[[ Reading text, beginning ]]

As for Examples and Comparative Examples, the proposed feature (Pearson correlation coefficient ρ between the topic similarity Yij and the evaluation value Sij) and other conventional features were investigated using the conversational data obtained during the phone calls with the regular monitoring service. The discriminative power was measured by using both effect size (Cohen's d) and Area Under the Receiver (AUC)-Operating characteristic curve (ROC). For Cohen's d, the 0.8 effect size can be assumed to be large, while the 0.5 effect size is medium and the 0.2 effect size is small. ROC is a graphical plot that illustrates the diagnostic ability of a binary classifier model that ranges from 0 to 1.
As for Example 1, the feature ρ was calculated from sample conversation documents {Dj} recorded within 30 day from a given sample reference document Di.
The evaluation value Sij was calculated as a weighted sum of all features Tij, Nij, Pij, Qij with hyper-parameters βT*, βN*, βP*, βQ*. The hyper-parameters βT*, βN*, βP*, βQ* were selected by the parameter optimization. To evaluate discriminative power, the feature ρ was calculated for each of possible reference document Di. As a result, the effect size of −2.63 (95% confidential interval (CI): −3.68, −1.60) and the AUC-ROC of 0.96 were obtained.
As Comparative Examples 1-5, other features extracted from single conversation, including vocabulary richness, sentence complexity, and repetitiveness, were also investigated. As for vocabulary richness, Honore's statistics (Comparative Example 1), Type-Token Ratio (Comparative Example 4) and Brunet's Index (Comparative Example 5) were used. For sentence complexity and repetitiveness, sentence similarity (Comparative Example 2) and mean sentence length (Comparative Example 3) were employed, respectively. The sentence similarity was computed using cosine distance of sentences defined as TF-IDF (Term Frequency-Inverse Document Frequency) vectors.

[[ Reading text, end ]]

■ **What you are asked to do**: Transcribe the passage on conversational features word for word, from "As for Example 1, the" up to and including "sample reference document Di.".

[[ Provided data, beginning ]]

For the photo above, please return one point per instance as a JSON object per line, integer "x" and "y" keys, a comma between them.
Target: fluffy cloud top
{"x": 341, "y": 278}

[[ Provided data, end ]]

■ **Written answer**:
As for Example 1, the feature ρ was calculated from sample conversation documents {Dj} recorded within 30 day from a given sample reference document Di.